## Trabalho solicitado
1. Em que ano, segundo o trecho sobre a Amazon na China, a empresa anunciou em Pequim o lançamento da AWS?
2. Continue o trecho sobre a Amazon na China a partir da última frase apresentada.

## Trecho selecionado
---

Mas as vendas não eram o objetivo, segundo a pessoa que se envolveu no projeto. "É uma oportunidade de alto nível", parte de uma "campanha de 'soft power' para basicamente divulgar os livros e torná-los visíveis".
Em seu comunicado à Reuters, a CIBTC, empresa de comércio de livros do governo, disse que não "classifica os livros vendidos pela Amazon". A companhia não deu mais detalhes.
AMEAÇA DE RETALIAÇÃO
A Amazon continuou sua expansão na China em 2013, anunciando o lançamento em Pequim da empresa de computação em nuvem AWS. Na época, nenhuma lei chinesa regulamentava os serviços, observou o documento informativo de 2018.
Em 2016, a China começou a tomar medidas que dificultaram a operação de empresas estrangeiras de computação em nuvem, como a AWS, no país.
O governo começou a exigir que os provedores de serviços tivessem uma nova licença que apenas empresas chinesas poderiam obter, de acordo com o documento. "Os reguladores se tornaram muito hostis" em relação à AWS, diz o texto de 2018.
O resultado foi que a Amazon deu um passo incomum para a empresa: entregou sua tecnologia de computação em nuvem a empresas locais para que pudesse continuar operando na China.

---

## Dados extraídos
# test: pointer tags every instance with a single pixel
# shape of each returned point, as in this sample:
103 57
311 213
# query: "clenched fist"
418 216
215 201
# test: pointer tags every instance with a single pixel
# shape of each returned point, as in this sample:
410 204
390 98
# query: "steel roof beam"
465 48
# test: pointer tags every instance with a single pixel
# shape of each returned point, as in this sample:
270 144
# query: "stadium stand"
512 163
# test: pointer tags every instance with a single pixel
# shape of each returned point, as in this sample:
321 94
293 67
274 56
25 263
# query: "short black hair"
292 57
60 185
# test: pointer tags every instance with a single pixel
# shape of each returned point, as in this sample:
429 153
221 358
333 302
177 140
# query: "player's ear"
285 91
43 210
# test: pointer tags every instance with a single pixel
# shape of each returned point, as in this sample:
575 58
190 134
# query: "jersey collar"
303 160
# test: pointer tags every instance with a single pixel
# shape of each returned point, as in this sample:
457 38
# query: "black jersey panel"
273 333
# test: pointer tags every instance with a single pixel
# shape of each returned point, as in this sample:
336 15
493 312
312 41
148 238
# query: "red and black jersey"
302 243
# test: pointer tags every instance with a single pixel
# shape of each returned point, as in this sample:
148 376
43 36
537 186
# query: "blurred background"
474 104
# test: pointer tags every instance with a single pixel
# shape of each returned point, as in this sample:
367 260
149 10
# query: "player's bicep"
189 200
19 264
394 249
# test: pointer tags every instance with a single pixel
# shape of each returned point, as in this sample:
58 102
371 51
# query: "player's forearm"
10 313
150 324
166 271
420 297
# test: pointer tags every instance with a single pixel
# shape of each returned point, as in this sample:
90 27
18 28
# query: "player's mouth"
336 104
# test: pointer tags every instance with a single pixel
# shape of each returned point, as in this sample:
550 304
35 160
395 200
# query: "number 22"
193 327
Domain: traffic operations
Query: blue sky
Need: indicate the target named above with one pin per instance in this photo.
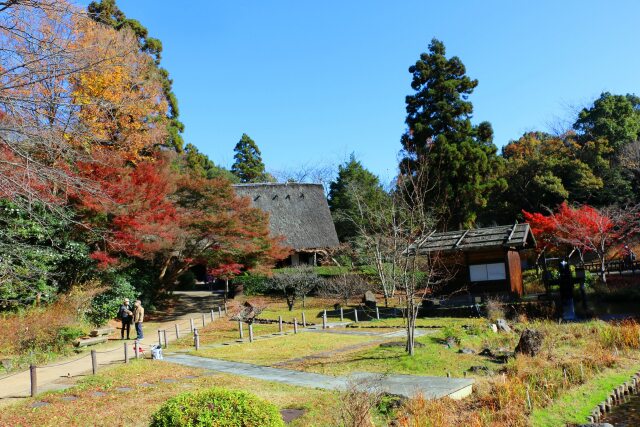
(311, 82)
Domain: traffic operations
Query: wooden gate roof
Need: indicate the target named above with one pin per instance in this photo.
(518, 236)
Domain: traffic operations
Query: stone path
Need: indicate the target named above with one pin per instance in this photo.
(403, 385)
(62, 375)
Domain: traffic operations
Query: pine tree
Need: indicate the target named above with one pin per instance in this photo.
(453, 161)
(247, 165)
(108, 13)
(353, 187)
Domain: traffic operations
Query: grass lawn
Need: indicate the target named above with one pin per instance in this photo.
(135, 407)
(278, 349)
(576, 405)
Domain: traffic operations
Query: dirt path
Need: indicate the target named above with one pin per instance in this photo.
(66, 372)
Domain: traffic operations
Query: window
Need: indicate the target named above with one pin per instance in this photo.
(485, 272)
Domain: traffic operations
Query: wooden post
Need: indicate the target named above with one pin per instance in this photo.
(94, 362)
(34, 380)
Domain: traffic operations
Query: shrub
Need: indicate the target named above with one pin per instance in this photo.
(217, 407)
(254, 284)
(104, 306)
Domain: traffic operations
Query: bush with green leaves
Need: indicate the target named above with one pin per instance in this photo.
(105, 305)
(217, 407)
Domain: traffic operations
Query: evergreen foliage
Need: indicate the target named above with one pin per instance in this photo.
(353, 187)
(108, 13)
(460, 160)
(247, 165)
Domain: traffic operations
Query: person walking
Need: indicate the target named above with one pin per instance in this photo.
(126, 316)
(138, 318)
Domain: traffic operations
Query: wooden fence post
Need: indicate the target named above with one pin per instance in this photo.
(94, 362)
(34, 380)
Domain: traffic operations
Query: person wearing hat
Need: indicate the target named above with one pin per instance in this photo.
(126, 316)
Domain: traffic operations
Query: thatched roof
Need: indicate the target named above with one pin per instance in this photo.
(516, 236)
(298, 212)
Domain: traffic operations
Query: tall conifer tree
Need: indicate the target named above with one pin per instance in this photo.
(456, 160)
(108, 13)
(247, 165)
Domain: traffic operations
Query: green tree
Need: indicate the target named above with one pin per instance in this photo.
(604, 130)
(108, 13)
(247, 165)
(353, 186)
(542, 171)
(203, 166)
(460, 160)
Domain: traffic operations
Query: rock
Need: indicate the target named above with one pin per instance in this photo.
(369, 299)
(530, 342)
(502, 325)
(403, 344)
(486, 352)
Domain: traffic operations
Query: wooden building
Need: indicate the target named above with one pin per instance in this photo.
(482, 260)
(300, 214)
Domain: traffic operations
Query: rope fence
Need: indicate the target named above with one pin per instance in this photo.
(135, 349)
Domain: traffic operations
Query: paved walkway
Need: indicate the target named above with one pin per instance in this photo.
(403, 385)
(63, 374)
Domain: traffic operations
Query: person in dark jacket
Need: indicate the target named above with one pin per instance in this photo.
(126, 316)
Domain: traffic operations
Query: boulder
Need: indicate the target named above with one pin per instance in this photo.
(530, 342)
(369, 299)
(502, 325)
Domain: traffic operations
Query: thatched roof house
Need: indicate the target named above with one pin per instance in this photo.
(487, 260)
(299, 213)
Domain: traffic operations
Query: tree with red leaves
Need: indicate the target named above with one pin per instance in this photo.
(583, 229)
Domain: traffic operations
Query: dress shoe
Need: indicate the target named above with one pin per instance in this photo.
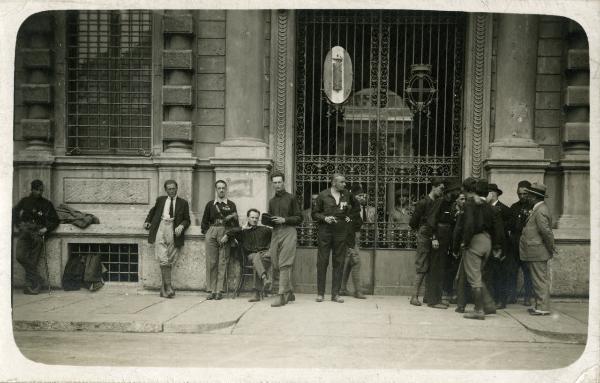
(538, 312)
(438, 306)
(415, 301)
(475, 315)
(256, 297)
(279, 301)
(31, 291)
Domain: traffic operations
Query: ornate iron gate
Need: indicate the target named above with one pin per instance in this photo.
(401, 125)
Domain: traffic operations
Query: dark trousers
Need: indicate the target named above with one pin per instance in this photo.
(437, 266)
(332, 240)
(29, 249)
(513, 272)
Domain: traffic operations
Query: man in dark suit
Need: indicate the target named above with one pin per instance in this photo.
(497, 273)
(167, 221)
(536, 247)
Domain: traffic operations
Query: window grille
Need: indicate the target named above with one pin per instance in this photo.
(120, 260)
(109, 82)
(376, 138)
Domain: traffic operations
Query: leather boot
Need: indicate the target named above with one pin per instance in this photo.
(166, 274)
(478, 312)
(279, 301)
(356, 280)
(345, 275)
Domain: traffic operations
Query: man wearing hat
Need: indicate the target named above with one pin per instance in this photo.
(536, 247)
(497, 274)
(477, 233)
(418, 222)
(519, 213)
(352, 261)
(34, 217)
(441, 221)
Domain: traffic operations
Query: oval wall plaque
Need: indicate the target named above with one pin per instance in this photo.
(337, 75)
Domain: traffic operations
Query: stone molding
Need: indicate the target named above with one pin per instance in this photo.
(107, 190)
(477, 93)
(282, 91)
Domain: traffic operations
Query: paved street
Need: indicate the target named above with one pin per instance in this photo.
(127, 328)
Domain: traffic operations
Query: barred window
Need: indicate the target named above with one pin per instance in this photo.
(109, 89)
(120, 260)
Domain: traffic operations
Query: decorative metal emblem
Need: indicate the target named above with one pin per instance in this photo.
(420, 88)
(337, 77)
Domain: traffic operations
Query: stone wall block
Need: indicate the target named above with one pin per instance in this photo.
(36, 58)
(177, 130)
(36, 129)
(36, 93)
(177, 95)
(179, 23)
(578, 59)
(177, 59)
(577, 95)
(576, 132)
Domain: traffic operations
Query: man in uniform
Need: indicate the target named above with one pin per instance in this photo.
(441, 220)
(332, 213)
(34, 218)
(519, 213)
(537, 247)
(255, 240)
(219, 215)
(352, 261)
(284, 216)
(418, 222)
(167, 221)
(499, 269)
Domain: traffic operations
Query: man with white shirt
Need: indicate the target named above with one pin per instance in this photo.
(167, 222)
(219, 215)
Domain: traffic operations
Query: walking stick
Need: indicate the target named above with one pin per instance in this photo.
(46, 262)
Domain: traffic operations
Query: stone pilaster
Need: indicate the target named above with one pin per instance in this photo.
(177, 91)
(575, 135)
(514, 155)
(242, 159)
(36, 90)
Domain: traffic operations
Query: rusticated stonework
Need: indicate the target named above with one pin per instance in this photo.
(107, 190)
(281, 86)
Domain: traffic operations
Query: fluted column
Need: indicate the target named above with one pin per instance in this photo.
(243, 159)
(514, 155)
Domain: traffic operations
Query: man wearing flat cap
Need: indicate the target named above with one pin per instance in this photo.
(519, 214)
(536, 247)
(497, 272)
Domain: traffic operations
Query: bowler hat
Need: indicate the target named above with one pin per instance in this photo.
(537, 189)
(494, 188)
(356, 189)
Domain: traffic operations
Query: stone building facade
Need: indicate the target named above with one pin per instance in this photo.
(109, 104)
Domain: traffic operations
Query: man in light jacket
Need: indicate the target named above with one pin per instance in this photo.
(536, 247)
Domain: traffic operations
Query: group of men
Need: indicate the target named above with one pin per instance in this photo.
(465, 235)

---

## Respostas às tarefas
1. Em 2013.

2.
As empresas chinesas - não a Amazon - foram responsáveis por "monitorar e retirar conteúdo ilegal, coletar e relatar informações básicas de clientes ... e trabalhar com as autoridades da RPC (República Popular da China) em todas as consultas relacionadas à compliance que possam surgir", diz o documento.
Em sua declaração à Reuters, a Amazon disse que a AWS, como um provedor de computação em nuvem estrangeiro, tem que licenciar ou vender tecnologia para parceiros locais na China para ter uma presença no país
No entanto, essa estrutura não protegeu AWS da pressão chinesa.
Em fevereiro de 2018, o Ministério de Segurança Pública da China, ou MPS, convocou a AWS para uma reunião, afirma o documento. O MPS ameaçou "retaliar" contra a Amazon, a menos que a empresa removesse conteúdo e bloqueasse um site que hospedava nos EUA para Guo Wengui, um dissidente chinês. A AWS recusou o pedido, segundo o documento.
Mas a empresa pediu a Guo que tomasse uma atitude que expôs seu protocolo de internet, ou endereço IP, e a companhia forneceu os dados ao MPS, afirma o documento. Um endereço IP é um código único que identifica um computador que acessa a internet.
O ministério "reconheceu o nosso esforço para encontrar uma solução, embora não...ao seu nível satisfatório", afirma o documento.
O texto aconselhou Carney a abordar o pedido do governo sobre Guo ao se encontrar com um alto funcionário do Ministério do Comércio em Pequim, e enfatizar que a China não deve fazer solicitações que envolvam dados armazenados no exterior.
Questionada sobre o incidente de Guo, a Amazon confirmou que recebeu o pedido do governo chinês, mas disse que "não forneceu nenhuma informação não pública ou qualquer outra informação do cliente".
O Ministério do Comércio disse que Guo não foi assunto na reunião com Carney. A Amazon não disse se o tópico foi discutido.
Um funcionário do MPS disse que o ministério não responde a pedidos de comentários. Um advogado de Guo disse que ele não comentaria o assunto.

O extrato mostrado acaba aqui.